Problem ▸
Please reproduce the material from the line with "Task: annotation of the handbag." through its last line, both included and requests kept. Rescale every x and y coordinate in the answers by 2.4, rounding to whole numbers with halves rounded up, and leave the requests and their format samples unchanged.

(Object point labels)
(begin)

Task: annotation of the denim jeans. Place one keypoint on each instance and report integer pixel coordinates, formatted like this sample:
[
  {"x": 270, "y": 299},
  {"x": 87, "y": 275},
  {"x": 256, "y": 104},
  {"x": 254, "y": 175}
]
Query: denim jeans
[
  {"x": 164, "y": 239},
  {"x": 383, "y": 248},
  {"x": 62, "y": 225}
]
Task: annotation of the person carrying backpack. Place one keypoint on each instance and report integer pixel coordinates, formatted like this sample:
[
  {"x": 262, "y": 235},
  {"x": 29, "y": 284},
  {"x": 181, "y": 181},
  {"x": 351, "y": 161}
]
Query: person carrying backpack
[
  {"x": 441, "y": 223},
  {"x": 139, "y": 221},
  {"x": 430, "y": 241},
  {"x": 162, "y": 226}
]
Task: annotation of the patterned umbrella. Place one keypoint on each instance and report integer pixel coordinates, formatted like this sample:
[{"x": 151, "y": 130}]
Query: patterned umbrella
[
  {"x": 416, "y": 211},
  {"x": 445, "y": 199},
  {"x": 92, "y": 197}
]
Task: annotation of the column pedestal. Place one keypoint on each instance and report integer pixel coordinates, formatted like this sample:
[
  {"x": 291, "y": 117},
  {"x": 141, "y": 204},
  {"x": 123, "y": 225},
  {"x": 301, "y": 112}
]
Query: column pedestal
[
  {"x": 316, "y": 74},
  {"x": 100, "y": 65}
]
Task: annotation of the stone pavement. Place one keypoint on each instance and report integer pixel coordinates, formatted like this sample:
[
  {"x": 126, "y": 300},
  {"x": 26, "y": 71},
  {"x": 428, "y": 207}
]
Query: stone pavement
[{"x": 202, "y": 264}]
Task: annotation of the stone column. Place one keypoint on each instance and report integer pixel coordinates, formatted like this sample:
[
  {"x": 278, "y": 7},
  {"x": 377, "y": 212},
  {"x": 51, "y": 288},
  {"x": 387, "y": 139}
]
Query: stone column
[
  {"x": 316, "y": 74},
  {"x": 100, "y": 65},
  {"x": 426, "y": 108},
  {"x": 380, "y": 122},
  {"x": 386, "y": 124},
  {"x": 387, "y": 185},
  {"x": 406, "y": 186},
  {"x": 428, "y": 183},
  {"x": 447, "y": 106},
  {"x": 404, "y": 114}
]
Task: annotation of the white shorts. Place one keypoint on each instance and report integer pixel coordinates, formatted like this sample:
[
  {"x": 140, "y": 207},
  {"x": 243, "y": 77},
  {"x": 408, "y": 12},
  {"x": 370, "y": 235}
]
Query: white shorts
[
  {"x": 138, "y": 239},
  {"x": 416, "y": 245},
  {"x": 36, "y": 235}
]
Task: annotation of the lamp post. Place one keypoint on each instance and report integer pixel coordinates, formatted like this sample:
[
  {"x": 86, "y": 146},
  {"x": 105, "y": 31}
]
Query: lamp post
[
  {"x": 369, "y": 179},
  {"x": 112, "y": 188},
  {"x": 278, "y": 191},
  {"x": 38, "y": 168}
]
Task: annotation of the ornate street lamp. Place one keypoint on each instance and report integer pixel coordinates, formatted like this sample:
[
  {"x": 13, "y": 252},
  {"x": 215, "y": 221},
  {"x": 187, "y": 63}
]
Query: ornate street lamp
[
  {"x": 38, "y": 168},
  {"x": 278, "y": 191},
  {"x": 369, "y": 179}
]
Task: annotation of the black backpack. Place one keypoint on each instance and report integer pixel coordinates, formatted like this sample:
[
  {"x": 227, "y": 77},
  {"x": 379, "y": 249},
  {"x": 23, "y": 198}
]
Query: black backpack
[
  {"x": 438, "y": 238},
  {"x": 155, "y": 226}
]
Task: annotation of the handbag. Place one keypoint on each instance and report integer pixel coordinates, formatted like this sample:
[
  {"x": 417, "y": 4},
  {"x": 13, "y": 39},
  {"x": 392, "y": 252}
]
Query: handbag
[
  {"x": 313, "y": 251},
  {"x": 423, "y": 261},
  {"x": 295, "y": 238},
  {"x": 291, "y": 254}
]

(end)

The completed task ▸
Task: annotation of the handbag. Place one keypoint on each instance and report integer pixel coordinates, formatted like this sample:
[
  {"x": 417, "y": 4},
  {"x": 13, "y": 39},
  {"x": 392, "y": 252}
]
Query: handbag
[
  {"x": 751, "y": 602},
  {"x": 1015, "y": 626},
  {"x": 708, "y": 571},
  {"x": 698, "y": 610}
]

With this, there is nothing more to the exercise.